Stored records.
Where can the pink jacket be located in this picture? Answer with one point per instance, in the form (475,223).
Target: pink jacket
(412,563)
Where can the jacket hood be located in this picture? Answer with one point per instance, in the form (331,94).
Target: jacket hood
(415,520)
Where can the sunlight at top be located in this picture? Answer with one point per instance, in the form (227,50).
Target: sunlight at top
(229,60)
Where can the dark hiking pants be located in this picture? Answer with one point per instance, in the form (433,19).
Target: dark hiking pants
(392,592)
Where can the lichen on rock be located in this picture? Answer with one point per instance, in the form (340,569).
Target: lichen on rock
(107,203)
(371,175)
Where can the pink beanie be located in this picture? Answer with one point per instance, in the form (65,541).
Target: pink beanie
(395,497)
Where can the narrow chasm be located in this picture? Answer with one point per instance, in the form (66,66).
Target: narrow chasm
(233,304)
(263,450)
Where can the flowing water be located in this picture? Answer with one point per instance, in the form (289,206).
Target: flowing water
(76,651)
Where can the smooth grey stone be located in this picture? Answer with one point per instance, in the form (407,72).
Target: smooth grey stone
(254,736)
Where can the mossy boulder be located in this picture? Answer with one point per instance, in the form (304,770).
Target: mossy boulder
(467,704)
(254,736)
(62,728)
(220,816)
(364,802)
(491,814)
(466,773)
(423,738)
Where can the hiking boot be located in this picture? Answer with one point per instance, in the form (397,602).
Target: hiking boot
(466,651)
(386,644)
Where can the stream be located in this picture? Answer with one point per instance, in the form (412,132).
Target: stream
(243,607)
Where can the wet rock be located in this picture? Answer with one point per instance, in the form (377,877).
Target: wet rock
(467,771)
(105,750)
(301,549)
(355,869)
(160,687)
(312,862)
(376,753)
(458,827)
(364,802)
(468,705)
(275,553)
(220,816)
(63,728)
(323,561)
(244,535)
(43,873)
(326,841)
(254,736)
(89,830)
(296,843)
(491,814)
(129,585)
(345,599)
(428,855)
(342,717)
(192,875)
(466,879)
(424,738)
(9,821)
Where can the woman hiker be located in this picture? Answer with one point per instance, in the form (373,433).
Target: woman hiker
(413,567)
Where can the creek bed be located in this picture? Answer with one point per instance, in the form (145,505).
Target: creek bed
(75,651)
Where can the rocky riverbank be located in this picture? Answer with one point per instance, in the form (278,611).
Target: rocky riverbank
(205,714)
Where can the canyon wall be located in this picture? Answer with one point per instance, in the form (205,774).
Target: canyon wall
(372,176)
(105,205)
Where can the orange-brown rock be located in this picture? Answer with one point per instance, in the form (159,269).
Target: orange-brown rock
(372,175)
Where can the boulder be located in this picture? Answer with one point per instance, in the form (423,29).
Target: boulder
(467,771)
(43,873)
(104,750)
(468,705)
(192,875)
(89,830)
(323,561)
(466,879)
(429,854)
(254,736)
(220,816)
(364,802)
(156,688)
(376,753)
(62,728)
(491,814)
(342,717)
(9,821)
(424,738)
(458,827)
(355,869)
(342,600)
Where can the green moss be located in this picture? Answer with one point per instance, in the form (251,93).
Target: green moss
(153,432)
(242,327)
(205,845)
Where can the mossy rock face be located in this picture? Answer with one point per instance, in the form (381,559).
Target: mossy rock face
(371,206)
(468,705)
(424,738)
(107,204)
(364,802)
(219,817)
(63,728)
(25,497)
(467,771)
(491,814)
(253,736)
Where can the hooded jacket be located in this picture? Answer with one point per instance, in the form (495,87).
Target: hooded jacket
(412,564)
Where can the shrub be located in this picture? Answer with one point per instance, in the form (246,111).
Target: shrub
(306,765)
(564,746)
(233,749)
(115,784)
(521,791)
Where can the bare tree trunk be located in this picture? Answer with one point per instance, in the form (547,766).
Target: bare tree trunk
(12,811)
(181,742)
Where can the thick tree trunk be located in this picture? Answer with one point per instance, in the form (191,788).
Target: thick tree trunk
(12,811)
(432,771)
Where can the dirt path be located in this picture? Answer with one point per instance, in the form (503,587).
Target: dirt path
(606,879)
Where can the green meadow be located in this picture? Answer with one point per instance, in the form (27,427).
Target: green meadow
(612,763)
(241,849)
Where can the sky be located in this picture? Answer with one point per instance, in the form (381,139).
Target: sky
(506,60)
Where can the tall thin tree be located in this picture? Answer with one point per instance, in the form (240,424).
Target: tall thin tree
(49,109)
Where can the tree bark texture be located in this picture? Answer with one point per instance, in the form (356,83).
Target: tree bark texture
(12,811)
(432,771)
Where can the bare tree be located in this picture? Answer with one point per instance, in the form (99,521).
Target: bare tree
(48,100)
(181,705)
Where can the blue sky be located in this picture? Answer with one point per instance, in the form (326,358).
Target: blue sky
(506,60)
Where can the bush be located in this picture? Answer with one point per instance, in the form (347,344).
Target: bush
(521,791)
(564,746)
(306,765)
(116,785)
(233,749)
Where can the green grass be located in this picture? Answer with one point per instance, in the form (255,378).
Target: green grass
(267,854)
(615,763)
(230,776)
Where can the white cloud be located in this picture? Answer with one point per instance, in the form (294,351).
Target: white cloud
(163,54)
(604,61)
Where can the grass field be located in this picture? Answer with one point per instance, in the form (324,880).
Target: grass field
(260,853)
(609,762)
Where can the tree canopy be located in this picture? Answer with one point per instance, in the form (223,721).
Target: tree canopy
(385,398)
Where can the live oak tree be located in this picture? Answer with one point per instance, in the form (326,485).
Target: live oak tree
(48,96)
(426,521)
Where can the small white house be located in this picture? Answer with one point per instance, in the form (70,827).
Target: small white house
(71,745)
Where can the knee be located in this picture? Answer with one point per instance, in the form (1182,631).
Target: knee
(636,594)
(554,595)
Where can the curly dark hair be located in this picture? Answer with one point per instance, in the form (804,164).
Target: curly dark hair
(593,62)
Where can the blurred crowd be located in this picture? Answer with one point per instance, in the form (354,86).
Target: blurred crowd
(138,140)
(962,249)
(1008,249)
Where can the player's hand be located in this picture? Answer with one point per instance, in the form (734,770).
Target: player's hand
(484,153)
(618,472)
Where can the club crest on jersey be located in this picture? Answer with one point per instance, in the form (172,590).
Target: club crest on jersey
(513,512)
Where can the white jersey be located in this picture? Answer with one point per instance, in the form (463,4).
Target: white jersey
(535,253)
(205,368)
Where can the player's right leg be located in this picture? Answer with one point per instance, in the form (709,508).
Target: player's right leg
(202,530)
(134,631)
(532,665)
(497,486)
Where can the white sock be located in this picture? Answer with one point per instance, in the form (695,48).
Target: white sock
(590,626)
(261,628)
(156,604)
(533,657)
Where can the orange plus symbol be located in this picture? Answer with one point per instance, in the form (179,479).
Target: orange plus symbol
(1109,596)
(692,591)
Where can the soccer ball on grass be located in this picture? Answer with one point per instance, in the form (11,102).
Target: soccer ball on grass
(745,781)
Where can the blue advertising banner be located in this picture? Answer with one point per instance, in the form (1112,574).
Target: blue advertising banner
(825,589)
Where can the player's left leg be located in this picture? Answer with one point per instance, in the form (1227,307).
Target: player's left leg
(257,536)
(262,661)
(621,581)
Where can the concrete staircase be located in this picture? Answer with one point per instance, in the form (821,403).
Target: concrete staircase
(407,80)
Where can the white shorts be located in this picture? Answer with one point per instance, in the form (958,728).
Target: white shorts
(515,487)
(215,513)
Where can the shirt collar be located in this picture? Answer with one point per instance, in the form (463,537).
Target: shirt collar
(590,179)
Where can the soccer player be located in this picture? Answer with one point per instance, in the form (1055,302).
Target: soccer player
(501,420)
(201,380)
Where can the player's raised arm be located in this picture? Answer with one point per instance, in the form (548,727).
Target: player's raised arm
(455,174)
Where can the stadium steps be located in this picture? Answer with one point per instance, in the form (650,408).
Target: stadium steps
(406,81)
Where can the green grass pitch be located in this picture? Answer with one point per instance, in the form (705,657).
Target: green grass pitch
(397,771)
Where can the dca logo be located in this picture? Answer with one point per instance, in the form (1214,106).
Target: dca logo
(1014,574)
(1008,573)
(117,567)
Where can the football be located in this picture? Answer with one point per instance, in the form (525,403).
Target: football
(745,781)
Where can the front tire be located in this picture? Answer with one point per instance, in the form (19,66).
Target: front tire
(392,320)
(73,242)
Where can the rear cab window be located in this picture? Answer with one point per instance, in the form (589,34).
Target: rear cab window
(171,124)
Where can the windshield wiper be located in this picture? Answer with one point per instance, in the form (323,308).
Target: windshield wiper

To be done. Only the lines from the one that contains "Where can the dca" through the last line should be repeated, each exactly as it stands, with both ends included.

Output of the task.
Where can the dca logo be located in this picture? Answer with one point per instance, in the form (1214,106).
Target: dca logo
(1014,574)
(1008,573)
(117,567)
Where can the football be located in this picture? Answer with one point per instance, in the form (525,403).
Target: football
(745,781)
Where can the front tire be located in this picture? Answer with one point per instance, in the form (19,66).
Target: front tire
(392,320)
(73,242)
Where can the rear cab window be located in this picture? Answer with one point per instance, in the form (589,34).
Target: rear cab window
(171,124)
Where can the windshield wiper be located in this picture? Answer with one point per instance, in the form (323,308).
Target: windshield wiper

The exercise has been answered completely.